* **PROBLEM SET**:
• A. Answer these questions from the text on Sylvia Wynter below:
(i) In which country was Wynter born?
(ii) Which play did the Jamaican government commission her to write?
(iii) Which two roles did she take up at Stanford University in 1977?
• B. Write what follows the final sentence of the text on Sylvia Wynter below.

* **EXCERPT TO READ**:
- Opening Delimiter -

Sylvia Wynter


The Honourable Sylvia Wynter, O.J. is a Jamaican novelist,Sylvia Wynter#Novel| dramatist,Sylvia Wynter#Drama| critic, philosopher, and essayist.Sylvia Wynter#Essays/criticism| Her work combines insights from the natural sciences, the humanities, art, and anti-colonial struggles in order to unsettle what she refers to as the "overrepresentation of Man." Black studies, economics, history, neuroscience, psychoanalysis, literary analysis, film analysis, and philosophy are some of the fields she draws on in her scholarly work.

Biography

Sylvia Wynter was born in Cuba to Jamaican parents, actress Lola Maude Wynter and tailor Percival Wynter. At the age of two she returned to her home country, Jamaica, with her parents and was educated at the St. Andrew High School for Girls. In 1946, she was awarded the Jamaica Centenary Scholarship for Girls, which took her to King's College London, to read for her B.A. in modern languages from 1947 to 1951. She was awarded the M.A. in December 1953 for her thesis, a critical edition of a Spanish comedia, A lo que obliga el honor.
In 1956, Wynter met the Guyanese novelist Jan Carew, who became her second husband. In 1958, she completed Under the Sun, a full-length stage play, which was bought by the Royal Court Theatre in London. In 1962, Wynter published her only novel, The Hills of Hebron.
After separating from Carew in the early 1960s, Wynter returned to academia, and in 1963, was appointed assistant lecturer in Hispanic literature at the Mona campus of the University of the West Indies. She remained there until 1974. During this time the Jamaican government commissioned her to write the play 1865–A Ballad for a Rebellion, about the Morant Bay rebellion, and a biography of Sir Alexander Bustamante, the first prime minister of independent Jamaica.
In 1974, Wynter was invited by the Department of Literature at the University of California at San Diego to be a professor of Comparative and Spanish Literature and to lead a new program in Third World literature. She left UCSD in 1977 to become chairperson of African and Afro-American Studies, and professor of Spanish in the Department of Spanish and Portuguese at Stanford University. She is now Professor Emerita at Stanford University.
In the mid- to late-1960s, Wynter began writing critical essays addressing her interests in Caribbean, Latin American, and Spanish history and literatures. In 1968 and 1969 she published a two-part essay proposing to transform scholars' very approach to literary criticism, "We Must Learn to Sit Down Together and Talk About a Little Culture: Reflections on West Indian Writing and Criticism." Wynter has since written numerous essays in which she seeks to rethink the fullness of human ontologies, which, she argues, have been curtailed by what she describes as an over-representation of Man as if it/he were the only available mode of complete humanness. She suggests how multiple knowledge sources and texts might frame our worldview differently.

- Closing Delimiter -

* **INFORMATION SUPPLIED**:

- Opening Delimiter -

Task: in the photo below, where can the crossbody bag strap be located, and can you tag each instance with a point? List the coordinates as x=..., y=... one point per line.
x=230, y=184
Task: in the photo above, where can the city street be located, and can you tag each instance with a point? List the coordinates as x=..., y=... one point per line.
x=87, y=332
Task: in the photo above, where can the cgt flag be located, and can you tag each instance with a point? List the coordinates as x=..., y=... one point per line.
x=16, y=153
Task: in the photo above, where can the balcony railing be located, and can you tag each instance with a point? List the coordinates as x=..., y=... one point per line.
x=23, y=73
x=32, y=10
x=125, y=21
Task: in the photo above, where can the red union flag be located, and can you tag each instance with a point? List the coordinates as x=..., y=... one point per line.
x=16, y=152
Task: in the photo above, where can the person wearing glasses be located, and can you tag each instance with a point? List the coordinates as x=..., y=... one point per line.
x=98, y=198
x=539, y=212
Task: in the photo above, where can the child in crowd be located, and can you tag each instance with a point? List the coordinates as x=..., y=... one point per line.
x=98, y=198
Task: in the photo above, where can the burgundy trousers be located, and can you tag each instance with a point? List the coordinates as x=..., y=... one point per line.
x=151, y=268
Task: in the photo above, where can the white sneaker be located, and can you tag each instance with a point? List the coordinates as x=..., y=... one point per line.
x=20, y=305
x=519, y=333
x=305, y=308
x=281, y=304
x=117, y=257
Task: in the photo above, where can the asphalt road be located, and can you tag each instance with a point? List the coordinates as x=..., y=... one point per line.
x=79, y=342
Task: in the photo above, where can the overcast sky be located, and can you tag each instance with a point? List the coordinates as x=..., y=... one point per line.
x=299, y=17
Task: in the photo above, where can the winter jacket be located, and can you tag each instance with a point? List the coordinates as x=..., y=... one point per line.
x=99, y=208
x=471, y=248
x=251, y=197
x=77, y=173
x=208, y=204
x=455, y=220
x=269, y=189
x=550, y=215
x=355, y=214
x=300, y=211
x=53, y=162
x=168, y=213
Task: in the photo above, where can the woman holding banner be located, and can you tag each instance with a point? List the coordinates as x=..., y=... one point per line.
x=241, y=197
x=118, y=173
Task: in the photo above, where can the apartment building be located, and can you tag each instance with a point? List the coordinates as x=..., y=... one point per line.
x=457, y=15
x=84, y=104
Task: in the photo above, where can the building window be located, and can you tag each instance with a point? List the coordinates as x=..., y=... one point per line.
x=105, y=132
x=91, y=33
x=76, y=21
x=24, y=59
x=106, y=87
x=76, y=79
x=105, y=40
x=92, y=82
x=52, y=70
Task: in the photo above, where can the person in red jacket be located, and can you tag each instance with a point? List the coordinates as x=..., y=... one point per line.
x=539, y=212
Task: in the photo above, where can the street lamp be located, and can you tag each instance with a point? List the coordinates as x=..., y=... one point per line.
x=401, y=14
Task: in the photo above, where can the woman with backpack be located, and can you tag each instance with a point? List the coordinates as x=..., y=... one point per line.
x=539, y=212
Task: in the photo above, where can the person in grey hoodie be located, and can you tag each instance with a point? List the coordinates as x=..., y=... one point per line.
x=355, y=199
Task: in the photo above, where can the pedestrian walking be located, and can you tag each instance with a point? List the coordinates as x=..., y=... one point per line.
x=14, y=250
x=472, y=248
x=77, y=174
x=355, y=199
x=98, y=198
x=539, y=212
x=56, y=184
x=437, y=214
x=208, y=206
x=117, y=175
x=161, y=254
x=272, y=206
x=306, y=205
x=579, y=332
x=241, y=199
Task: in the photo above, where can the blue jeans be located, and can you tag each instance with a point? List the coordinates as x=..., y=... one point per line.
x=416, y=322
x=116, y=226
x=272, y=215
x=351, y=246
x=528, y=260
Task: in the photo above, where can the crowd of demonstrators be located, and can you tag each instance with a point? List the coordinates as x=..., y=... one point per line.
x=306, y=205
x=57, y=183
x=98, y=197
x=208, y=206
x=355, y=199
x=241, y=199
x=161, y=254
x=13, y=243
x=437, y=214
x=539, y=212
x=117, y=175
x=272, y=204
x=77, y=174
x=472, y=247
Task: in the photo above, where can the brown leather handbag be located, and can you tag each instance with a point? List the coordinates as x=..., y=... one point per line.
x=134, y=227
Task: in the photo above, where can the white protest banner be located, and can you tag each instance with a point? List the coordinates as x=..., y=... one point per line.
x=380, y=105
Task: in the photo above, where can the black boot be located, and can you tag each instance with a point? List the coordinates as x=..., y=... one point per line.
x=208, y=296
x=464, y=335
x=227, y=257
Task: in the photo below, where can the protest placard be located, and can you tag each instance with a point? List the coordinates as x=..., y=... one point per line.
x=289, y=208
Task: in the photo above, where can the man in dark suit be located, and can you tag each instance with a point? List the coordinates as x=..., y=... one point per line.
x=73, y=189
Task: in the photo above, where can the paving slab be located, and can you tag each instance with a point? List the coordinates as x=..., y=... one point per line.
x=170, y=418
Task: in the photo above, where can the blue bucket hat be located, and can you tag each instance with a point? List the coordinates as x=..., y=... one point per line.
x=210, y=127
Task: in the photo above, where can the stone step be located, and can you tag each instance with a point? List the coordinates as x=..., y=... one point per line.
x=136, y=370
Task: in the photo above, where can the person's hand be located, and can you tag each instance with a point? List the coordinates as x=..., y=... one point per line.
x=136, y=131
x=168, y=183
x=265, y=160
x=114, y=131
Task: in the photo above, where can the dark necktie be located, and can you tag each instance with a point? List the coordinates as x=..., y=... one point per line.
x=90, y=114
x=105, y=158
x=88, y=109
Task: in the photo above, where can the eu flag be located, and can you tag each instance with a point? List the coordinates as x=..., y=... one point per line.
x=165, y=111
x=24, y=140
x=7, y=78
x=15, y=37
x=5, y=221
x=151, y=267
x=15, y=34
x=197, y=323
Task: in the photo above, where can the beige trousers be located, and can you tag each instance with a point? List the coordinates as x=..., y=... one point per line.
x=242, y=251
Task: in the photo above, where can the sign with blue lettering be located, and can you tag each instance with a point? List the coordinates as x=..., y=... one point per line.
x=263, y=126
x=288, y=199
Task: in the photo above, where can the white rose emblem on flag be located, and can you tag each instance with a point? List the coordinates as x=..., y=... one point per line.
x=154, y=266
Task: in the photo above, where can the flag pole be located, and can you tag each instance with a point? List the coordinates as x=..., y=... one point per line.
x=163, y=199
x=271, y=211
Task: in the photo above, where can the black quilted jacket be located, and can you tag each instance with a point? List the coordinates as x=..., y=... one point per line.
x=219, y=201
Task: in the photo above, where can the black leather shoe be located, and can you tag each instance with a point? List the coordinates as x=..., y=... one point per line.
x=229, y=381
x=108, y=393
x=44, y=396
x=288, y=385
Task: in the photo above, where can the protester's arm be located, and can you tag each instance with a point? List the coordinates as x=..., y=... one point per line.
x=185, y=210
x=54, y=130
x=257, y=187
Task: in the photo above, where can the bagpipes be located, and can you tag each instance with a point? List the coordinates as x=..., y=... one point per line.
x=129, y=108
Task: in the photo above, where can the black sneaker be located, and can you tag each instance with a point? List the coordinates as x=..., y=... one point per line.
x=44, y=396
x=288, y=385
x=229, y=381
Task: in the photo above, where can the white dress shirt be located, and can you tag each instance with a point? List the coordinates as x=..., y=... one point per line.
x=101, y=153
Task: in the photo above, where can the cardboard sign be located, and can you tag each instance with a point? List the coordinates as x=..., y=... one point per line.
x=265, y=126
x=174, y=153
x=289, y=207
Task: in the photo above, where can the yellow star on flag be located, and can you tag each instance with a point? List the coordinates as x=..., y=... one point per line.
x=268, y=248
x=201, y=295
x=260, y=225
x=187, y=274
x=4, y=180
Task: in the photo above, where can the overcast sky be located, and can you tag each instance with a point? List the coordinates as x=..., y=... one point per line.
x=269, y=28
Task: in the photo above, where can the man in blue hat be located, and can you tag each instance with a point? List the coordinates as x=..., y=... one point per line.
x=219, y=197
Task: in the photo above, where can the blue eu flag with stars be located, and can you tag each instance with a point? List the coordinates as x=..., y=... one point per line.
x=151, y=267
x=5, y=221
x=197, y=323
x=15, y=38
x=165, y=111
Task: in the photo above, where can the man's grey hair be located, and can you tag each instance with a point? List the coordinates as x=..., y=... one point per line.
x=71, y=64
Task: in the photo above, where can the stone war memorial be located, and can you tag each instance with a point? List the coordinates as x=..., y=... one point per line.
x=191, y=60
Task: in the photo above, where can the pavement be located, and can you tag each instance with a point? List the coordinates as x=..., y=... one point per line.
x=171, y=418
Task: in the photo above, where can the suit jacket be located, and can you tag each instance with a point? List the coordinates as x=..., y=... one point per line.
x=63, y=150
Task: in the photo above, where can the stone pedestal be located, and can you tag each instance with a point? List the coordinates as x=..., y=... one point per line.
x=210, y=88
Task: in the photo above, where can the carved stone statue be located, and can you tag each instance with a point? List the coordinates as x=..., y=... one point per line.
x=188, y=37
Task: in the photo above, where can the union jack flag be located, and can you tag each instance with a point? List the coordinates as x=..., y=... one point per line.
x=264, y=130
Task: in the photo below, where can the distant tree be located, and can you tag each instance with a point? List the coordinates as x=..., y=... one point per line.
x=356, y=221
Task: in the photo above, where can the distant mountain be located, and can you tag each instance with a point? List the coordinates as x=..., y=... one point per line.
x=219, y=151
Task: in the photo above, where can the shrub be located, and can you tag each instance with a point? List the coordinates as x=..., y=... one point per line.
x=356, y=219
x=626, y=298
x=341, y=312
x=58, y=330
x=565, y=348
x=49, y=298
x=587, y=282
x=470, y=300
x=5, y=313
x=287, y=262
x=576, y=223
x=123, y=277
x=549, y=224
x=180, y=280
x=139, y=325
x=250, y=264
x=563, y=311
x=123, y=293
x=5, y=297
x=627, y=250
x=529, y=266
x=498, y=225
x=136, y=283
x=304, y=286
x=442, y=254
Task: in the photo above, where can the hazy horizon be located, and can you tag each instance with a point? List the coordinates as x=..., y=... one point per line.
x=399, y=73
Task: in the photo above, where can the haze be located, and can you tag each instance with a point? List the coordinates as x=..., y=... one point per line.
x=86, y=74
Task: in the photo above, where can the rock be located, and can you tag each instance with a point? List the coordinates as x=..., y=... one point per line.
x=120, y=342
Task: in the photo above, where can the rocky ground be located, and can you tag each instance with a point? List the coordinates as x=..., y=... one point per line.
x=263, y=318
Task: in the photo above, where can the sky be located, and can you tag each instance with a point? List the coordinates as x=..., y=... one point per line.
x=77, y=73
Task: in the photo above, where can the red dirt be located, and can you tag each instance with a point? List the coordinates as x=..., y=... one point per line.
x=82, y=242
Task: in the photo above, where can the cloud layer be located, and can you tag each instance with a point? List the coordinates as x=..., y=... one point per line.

- Closing Delimiter -

* **RESPONSE LIST**:
• A.
(i) Cuba
(ii) 1865–A Ballad for a Rebellion
(iii) Chairperson of African and Afro-American Studies, and professor of Spanish in the Department of Spanish and Portuguese

• B.
In 2010, Sylvia Wynter was awarded the Order of Jamaica for services in the fields of education, history, and culture.

Critical work

Sylvia Wynter’s scholarly work is highly poetic, expository, and complex. Her work attempts to elucidate the development and maintenance of colonial modernity and the modern man. She interweaves science, philosophy, literary theory, and critical race theory to explain how the European man came to be considered the epitome of humanity, “Man 2” or “the figure of man.” Wynter's theoretical framework has changed and deepened over the years.
In her essay "Towards the Sociogenic Principle: Fanon, Identity, the Puzzle of Conscious Experience, and What It Is Like to be 'Black,'" Wynter developed a theoretical framework, which she refers to as the "sociogenic principle," which would become central to her work. Wynter derives this theory from an analysis of Frantz Fanon's notion of "sociogeny." Wynter argues that Fanon's theorization of sociogeny envisions human being as not merely biological, but also based in stories and symbolic meanings generated within culturally specific contexts. Sociogeny as a theory therefore overrides, and cannot be understood within, Cartesian dualism for Wynter. The social and the cultural influence the biological.
In “Unsettling the Coloniality of Being/Power/Truth/Freedom: Towards the Human, After Man, Its Overrepresentation—An Argument,” Wynter explains that the West uses race to attempt to answer the questions of who and what we are—particularly after the enlightenment period that unveils religion as incapable of answering those questions.